● **Travail à faire**
Sélectionnez, parmi les lignes ci-dessous, toutes celles qui contiennent le mot « target ».

● **Lignes brutes**

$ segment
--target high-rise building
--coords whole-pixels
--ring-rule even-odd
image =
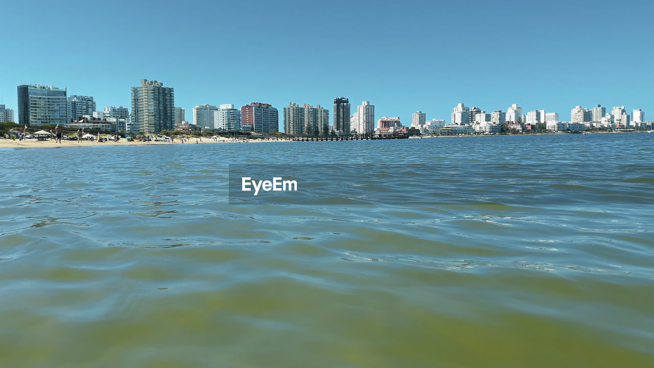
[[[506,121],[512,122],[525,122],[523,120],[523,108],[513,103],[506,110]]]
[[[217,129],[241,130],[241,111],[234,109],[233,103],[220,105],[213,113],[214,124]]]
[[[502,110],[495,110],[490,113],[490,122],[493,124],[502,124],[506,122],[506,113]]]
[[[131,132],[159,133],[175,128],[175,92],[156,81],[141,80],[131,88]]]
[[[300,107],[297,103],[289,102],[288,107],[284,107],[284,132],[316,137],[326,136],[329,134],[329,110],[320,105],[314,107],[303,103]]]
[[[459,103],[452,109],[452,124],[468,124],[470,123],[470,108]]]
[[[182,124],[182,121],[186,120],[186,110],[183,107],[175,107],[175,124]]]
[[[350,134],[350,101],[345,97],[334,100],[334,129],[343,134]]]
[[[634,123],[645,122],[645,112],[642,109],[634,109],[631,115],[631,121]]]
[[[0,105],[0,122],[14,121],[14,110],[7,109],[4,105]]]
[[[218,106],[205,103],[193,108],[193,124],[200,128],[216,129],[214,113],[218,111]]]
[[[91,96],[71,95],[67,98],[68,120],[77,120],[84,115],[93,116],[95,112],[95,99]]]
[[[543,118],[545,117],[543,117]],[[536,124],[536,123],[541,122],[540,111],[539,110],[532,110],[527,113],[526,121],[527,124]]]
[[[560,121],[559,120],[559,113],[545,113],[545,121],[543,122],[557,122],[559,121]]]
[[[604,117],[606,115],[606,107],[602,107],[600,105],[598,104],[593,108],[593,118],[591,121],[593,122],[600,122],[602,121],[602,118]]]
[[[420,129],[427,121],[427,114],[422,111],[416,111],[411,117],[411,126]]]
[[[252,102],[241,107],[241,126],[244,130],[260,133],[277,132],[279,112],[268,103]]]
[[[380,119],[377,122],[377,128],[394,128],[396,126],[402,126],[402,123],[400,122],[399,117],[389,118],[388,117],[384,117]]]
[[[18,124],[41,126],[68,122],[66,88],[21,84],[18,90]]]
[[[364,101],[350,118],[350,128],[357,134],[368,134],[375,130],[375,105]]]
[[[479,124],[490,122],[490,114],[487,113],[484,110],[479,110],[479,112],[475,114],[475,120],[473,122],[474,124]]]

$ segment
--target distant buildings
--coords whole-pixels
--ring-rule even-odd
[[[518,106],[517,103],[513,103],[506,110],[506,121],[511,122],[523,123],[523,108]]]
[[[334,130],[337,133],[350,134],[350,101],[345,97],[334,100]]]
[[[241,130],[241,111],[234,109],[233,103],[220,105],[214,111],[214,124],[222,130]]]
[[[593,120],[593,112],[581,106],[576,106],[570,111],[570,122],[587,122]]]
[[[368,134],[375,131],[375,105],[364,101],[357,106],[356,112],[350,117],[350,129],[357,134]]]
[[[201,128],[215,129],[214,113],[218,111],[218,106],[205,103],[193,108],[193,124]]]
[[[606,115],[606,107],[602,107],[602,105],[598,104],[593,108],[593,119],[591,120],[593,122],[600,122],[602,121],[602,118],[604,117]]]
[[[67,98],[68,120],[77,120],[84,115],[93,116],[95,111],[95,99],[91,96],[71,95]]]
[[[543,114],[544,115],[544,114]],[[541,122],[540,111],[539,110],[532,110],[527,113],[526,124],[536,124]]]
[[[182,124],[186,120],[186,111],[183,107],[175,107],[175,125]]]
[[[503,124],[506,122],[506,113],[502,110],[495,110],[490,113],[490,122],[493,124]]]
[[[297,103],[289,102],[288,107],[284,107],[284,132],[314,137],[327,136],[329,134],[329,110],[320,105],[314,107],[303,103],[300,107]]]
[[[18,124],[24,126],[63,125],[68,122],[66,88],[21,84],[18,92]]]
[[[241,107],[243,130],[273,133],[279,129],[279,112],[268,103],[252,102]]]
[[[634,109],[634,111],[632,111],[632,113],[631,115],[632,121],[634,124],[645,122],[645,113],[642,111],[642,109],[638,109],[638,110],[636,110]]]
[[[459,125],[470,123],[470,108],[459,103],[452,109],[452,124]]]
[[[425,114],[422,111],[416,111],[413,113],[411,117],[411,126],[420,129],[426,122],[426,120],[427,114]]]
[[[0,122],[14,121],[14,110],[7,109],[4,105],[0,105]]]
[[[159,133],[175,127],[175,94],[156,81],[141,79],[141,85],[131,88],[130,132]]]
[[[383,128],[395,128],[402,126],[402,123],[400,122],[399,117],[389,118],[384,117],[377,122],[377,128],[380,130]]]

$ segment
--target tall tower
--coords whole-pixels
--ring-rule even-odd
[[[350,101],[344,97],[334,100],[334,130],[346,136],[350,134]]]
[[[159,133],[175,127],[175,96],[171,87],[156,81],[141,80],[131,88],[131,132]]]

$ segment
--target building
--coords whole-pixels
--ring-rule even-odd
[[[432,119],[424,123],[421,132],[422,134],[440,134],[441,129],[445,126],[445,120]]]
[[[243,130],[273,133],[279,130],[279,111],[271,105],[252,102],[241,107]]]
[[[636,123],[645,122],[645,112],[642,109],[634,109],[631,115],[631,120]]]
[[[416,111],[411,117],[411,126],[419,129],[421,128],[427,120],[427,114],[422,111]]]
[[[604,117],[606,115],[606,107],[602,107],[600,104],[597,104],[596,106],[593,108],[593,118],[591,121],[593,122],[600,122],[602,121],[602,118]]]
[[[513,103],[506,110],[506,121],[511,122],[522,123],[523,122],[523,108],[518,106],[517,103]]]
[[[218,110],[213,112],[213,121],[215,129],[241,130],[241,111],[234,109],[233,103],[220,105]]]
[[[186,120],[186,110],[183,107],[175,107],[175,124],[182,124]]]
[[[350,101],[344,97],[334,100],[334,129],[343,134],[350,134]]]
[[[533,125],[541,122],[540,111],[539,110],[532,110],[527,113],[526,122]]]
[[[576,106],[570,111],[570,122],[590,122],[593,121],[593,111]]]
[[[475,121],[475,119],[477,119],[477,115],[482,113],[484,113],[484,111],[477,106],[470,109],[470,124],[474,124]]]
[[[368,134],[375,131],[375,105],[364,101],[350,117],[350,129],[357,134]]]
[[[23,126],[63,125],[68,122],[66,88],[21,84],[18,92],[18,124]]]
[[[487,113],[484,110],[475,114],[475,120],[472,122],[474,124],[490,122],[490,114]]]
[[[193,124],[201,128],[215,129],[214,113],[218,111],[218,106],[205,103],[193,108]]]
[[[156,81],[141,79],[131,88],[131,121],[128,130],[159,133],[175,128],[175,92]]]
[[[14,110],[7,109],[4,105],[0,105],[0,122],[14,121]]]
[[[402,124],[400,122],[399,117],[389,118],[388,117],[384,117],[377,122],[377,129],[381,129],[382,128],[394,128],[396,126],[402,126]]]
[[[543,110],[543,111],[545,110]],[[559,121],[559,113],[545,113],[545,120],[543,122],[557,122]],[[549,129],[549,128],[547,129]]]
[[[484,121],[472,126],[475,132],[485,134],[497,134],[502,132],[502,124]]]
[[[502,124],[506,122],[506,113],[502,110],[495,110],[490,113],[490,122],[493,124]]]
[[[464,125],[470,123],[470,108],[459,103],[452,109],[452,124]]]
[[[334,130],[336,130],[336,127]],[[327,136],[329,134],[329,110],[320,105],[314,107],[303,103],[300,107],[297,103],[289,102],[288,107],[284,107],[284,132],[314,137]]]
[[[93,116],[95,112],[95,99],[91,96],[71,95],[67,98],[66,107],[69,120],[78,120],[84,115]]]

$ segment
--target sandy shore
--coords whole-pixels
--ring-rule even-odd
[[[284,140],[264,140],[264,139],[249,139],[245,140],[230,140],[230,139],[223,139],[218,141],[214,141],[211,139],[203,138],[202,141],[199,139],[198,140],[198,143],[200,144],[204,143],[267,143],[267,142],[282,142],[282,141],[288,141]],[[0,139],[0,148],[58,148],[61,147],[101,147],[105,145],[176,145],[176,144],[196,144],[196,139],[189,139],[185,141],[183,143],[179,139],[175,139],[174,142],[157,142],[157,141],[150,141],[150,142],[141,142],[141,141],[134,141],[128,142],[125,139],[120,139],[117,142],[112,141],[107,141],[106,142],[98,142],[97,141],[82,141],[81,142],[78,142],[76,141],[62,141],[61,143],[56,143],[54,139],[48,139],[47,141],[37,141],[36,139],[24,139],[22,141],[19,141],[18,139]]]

● **Corrigé de l'exercice**
--target high-rise building
--target distant buildings
--target tall tower
--target building
--target sandy shore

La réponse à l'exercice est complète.